== Kutipan Teks ==

────────────────

Sukses

Gally Magido Rangga, Pembuat Sepatu Rock N Roll yang Terpincut Cibaduyut

"Semua orang pasti ingin move on. Nah, bagaimana caranya aku jadi berkat bagi orang lain, ya ini caranya. Membuka lapangan kerja yang baru."

Liputan6.com, Bandung Sepatu, penutup bagian kaki ini sudah menjadi kebutuhan tiap orang. Meski hanya dijadikan sebagai alas kaki, sepatu ternyata bisa mewakili identitas pemakainya. Misalnya saja, pemakai sepatu boots yang memiliki penggemar khusus.

Sepatu boots yang awalnya dikenakan masyarakat Eropa di musim dingin, kini justru berpengaruh besar bagi perkembangan industri fesyen dan musik.

────────────────

== Data Tersedia ==
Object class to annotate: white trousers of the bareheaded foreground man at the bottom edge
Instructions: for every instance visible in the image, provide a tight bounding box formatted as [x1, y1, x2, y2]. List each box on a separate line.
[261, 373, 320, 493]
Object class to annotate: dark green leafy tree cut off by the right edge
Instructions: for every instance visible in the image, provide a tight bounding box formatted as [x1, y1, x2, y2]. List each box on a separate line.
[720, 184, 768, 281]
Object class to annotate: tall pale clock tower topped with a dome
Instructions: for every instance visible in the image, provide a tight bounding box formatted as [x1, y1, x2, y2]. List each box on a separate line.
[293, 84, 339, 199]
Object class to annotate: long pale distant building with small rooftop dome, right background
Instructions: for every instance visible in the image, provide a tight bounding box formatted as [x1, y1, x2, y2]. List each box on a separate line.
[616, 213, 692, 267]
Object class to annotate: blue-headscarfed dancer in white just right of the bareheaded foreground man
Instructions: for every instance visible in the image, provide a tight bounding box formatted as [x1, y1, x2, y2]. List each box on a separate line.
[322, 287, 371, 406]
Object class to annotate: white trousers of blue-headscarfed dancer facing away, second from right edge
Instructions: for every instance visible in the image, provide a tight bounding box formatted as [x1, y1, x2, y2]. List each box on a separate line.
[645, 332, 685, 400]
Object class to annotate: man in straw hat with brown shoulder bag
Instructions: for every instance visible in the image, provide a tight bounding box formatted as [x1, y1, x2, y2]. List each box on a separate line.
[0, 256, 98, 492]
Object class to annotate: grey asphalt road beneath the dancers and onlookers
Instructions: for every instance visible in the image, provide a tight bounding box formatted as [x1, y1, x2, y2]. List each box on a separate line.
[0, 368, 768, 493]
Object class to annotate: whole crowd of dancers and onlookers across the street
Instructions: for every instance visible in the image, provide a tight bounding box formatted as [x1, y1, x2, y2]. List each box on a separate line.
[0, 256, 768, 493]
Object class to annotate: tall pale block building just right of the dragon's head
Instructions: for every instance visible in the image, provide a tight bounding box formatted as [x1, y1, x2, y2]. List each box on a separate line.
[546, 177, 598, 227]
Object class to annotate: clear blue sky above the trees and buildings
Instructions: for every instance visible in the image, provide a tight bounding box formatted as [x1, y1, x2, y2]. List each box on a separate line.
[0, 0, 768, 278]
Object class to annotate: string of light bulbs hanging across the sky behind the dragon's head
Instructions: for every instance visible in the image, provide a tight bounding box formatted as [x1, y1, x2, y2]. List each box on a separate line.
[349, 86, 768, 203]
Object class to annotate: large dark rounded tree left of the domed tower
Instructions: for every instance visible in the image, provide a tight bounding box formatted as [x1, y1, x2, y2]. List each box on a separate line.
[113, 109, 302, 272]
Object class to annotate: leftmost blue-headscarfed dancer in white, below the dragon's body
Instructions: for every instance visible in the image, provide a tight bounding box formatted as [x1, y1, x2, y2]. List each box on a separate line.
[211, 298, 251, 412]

────────────────

Salin tanpa perubahan bagian artikel tentang pembuat sepatu Gally Magido Rangga, dari "Gally Magido Rangga, Pembuat" sampai "fesyen dan musik.".

Gally Magido Rangga, Pembuat Sepatu Rock N Roll yang Terpincut Cibaduyut

"Semua orang pasti ingin move on. Nah, bagaimana caranya aku jadi berkat bagi orang lain, ya ini caranya. Membuka lapangan kerja yang baru."

Liputan6.com, Bandung Sepatu, penutup bagian kaki ini sudah menjadi kebutuhan tiap orang. Meski hanya dijadikan sebagai alas kaki, sepatu ternyata bisa mewakili identitas pemakainya. Misalnya saja, pemakai sepatu boots yang memiliki penggemar khusus.

Sepatu boots yang awalnya dikenakan masyarakat Eropa di musim dingin, kini justru berpengaruh besar bagi perkembangan industri fesyen dan musik.